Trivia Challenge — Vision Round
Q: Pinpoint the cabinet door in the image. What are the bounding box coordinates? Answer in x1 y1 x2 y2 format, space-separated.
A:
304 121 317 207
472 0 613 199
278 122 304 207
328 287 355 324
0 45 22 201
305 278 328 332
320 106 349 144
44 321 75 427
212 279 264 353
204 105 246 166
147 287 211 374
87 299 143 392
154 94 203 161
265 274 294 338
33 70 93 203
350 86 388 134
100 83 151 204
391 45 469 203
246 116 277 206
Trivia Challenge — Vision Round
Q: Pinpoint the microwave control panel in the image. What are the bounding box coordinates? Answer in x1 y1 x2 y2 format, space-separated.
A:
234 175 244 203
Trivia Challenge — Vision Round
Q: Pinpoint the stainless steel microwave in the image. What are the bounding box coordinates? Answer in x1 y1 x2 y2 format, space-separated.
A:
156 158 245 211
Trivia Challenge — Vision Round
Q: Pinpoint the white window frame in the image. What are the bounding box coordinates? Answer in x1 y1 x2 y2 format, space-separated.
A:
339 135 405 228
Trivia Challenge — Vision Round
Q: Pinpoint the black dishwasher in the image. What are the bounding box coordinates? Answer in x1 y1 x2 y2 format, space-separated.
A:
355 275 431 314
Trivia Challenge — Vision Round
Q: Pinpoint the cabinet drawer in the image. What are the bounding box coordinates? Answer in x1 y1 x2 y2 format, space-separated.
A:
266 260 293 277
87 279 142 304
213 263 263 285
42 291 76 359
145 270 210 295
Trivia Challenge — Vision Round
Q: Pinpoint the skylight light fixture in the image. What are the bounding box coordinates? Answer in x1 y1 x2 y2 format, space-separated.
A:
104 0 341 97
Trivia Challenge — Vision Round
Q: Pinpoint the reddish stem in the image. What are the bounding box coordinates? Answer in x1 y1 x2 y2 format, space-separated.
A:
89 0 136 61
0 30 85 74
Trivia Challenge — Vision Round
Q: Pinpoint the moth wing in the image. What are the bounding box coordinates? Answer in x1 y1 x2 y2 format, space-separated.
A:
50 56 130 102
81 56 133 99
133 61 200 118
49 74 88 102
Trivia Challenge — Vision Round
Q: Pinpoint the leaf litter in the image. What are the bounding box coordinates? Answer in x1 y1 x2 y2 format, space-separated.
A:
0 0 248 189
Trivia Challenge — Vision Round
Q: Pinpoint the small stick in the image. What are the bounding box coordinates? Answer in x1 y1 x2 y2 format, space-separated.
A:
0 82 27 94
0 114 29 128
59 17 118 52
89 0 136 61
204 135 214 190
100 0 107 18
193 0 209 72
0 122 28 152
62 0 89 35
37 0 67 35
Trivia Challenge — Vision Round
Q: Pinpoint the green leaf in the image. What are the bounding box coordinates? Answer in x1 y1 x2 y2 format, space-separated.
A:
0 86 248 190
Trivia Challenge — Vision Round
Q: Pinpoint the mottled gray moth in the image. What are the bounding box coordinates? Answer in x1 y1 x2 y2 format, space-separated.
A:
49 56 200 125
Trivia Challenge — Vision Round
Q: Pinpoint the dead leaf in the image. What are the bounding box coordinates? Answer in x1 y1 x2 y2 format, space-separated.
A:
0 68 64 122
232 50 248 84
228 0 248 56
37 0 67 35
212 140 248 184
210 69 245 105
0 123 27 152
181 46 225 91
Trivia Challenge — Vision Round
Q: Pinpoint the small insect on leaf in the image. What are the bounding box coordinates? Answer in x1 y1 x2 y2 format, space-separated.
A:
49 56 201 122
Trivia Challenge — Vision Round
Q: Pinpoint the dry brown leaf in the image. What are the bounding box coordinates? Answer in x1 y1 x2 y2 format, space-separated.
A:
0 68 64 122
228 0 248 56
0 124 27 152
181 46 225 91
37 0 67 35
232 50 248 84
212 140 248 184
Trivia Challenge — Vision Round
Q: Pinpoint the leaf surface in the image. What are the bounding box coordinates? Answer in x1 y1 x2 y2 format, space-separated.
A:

-*-*-

» Required work:
Retype each line of the material above exactly.

» Result for this task:
Trivia Challenge — Vision Round
Q: Pinpoint the cabinet door in the image. What are the bounding box coordinates? Answer in x1 y1 x2 y2 format, space-separated.
A:
304 121 317 207
472 0 613 199
278 122 304 207
328 287 355 324
0 45 22 201
305 278 328 332
320 106 349 144
44 321 75 427
212 279 264 353
204 105 246 166
147 287 211 374
87 299 143 392
154 94 203 161
265 274 294 338
33 70 93 203
350 86 388 134
100 83 151 204
391 45 469 203
246 116 277 206
Trivia Challenge — Vision Round
Q: Pinpoint the microwave control panel in the image. What are the bounding box coordinates? Answer in x1 y1 x2 y2 format, space-separated.
A:
234 175 244 203
Trivia Challenge — Vision Round
Q: Pinpoint the stainless steel microwave in the image. What are the bounding box coordinates? Answer in x1 y1 x2 y2 format, space-separated.
A:
156 158 245 211
Trivia Challenge — Vision Round
Q: Pinpoint the white window frame in the image. What are the bounding box coordinates? Answer in x1 y1 x2 y2 format, space-separated.
A:
339 135 405 228
Trivia Challenge — Vision Round
Q: Pinpoint the black dishwasher in the image. What are the bounding box coordinates? Answer in x1 y1 x2 y2 format, space-separated.
A:
355 275 431 314
Trivia Challenge — Vision Round
Q: Pinpoint the cabinet drawer in the image. What are the bounding box coordinates? Answer in x1 y1 x2 y2 format, space-separated.
A:
266 260 293 277
87 279 142 304
213 263 263 285
42 291 76 359
145 270 210 295
Trivia Challenge — Vision Round
Q: Pinpoint the skylight light fixture in the image. What are the bounding box coordinates? Answer in x1 y1 x2 y2 format, space-separated.
A:
104 0 341 97
Trivia Challenge — Vision Round
Q: Pinpoint the reddish stem in the image. What are the bounding box coordinates? Answer in x1 y1 x2 y2 format, space-separated.
A:
89 0 136 61
0 30 85 74
Trivia Challenge — Vision Round
Q: Pinpoint the moth wing in the image. What are the bounding box coordinates? Answer in x1 y1 x2 y2 format, space-separated.
A:
50 56 130 102
81 56 133 99
133 61 200 118
49 74 88 102
Trivia Challenge — Vision Round
Q: Pinpoint the leaf litter in the image. What are the bounding box coordinates? Answer in x1 y1 x2 y2 format, space-separated.
A:
0 0 248 189
Trivia Challenge — Vision Round
Q: Pinpoint the small stick in the image. What are the bounding box coordinates? Answer in x1 y1 x2 y2 format, space-separated.
A:
0 82 27 94
0 114 29 128
59 17 118 52
89 0 136 61
204 135 214 190
100 0 107 18
193 0 209 72
0 122 28 152
62 0 89 35
37 0 67 35
Trivia Challenge — Vision Round
Q: Pinpoint the green leaf in the image. What are the bounding box coordinates? Answer in x1 y1 x2 y2 format, space-separated.
A:
0 86 248 190
Trivia Challenge — Vision Round
Q: Pinpoint the mottled gray moth in the image. What are the bounding box coordinates? Answer in x1 y1 x2 y2 format, space-separated.
A:
49 56 200 125
Trivia Challenge — Vision Round
Q: Pinpoint the dead leaf in the image. What are the bounding box coordinates? Answer in x1 y1 x2 y2 format, space-separated.
A:
0 68 64 122
232 50 248 84
228 0 248 56
37 0 67 35
212 140 248 184
210 69 245 105
0 123 27 152
181 46 225 91
Trivia Challenge — Vision Round
Q: Pinpoint the small insect on leaf in the image. What are the bounding box coordinates? Answer in x1 y1 x2 y2 format, space-separated.
A:
49 56 201 122
Trivia Challenge — Vision Round
Q: Pinpoint the dry brown leaf in the image. What are the bounding box coordinates? Answer in x1 y1 x2 y2 format, space-separated.
A:
0 68 64 122
228 0 248 56
0 124 27 152
181 46 225 91
37 0 67 35
232 50 248 84
212 140 248 184
Trivia Challenge — Vision Round
Q: Pinpoint the leaf surface in the image. What are the bounding box coordinates? Answer in x1 y1 x2 y2 format, space-separated.
A:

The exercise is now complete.